----- Records to process

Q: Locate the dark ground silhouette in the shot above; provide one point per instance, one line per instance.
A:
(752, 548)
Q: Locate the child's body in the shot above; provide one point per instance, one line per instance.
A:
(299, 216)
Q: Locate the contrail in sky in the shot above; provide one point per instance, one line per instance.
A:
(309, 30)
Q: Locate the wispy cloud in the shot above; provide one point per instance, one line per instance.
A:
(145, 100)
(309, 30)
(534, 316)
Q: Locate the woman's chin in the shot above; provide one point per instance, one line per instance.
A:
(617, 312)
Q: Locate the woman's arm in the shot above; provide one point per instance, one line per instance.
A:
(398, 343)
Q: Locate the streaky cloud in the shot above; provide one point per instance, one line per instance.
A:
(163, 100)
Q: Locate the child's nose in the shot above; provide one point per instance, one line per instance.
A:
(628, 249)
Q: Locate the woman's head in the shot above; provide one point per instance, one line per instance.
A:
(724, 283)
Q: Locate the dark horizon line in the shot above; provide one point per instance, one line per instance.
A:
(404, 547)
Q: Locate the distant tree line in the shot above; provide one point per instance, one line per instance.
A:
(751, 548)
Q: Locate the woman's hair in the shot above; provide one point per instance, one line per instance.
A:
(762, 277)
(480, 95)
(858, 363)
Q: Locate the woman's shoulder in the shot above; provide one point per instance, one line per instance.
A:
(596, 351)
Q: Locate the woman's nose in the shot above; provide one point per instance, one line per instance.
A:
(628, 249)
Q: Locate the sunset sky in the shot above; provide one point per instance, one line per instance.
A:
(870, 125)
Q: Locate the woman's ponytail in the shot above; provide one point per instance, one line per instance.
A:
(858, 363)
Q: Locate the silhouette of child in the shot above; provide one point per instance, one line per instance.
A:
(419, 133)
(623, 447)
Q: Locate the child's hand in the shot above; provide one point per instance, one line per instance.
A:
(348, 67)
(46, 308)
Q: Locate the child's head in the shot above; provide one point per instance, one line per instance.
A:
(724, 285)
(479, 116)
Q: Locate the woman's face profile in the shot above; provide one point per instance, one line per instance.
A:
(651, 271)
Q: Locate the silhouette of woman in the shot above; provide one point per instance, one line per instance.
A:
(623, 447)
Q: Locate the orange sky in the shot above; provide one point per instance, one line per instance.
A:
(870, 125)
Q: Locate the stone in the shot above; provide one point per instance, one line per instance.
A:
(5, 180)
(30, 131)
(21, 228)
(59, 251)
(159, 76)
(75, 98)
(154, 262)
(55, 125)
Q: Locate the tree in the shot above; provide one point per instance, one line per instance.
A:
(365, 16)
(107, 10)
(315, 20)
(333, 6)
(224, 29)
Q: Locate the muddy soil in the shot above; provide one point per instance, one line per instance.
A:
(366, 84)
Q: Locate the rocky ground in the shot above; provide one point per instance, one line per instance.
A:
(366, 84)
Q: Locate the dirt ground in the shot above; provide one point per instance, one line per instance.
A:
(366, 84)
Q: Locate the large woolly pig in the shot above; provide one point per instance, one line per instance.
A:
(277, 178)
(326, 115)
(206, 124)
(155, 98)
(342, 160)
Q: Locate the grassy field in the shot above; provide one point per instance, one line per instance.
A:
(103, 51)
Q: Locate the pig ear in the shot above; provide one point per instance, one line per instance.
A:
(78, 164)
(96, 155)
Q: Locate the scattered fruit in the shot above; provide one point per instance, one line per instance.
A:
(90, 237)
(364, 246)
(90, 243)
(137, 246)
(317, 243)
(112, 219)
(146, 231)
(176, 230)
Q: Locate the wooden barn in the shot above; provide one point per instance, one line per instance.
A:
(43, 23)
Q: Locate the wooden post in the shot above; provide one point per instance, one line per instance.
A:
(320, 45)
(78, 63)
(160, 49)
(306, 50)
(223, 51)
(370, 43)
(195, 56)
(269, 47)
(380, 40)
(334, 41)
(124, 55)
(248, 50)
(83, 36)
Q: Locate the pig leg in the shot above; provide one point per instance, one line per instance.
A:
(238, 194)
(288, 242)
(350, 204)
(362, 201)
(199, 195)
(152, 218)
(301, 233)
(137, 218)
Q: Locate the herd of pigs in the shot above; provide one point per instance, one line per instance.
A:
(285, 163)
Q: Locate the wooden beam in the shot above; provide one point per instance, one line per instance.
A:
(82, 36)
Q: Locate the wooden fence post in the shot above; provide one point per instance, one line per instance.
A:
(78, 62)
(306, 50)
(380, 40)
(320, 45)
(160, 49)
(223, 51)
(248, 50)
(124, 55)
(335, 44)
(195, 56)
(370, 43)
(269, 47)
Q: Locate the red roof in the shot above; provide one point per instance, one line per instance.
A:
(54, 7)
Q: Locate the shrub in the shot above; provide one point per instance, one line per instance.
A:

----------

[Work item] Each line in the data that holds the word "tree" must be copied.

[Reply to the exercise]
Q: Locate the distant tree line in the shot above; provide one point per instance, one line per instance.
Q: Locate the tree in the shot above; provide one point per instance, one line per instance.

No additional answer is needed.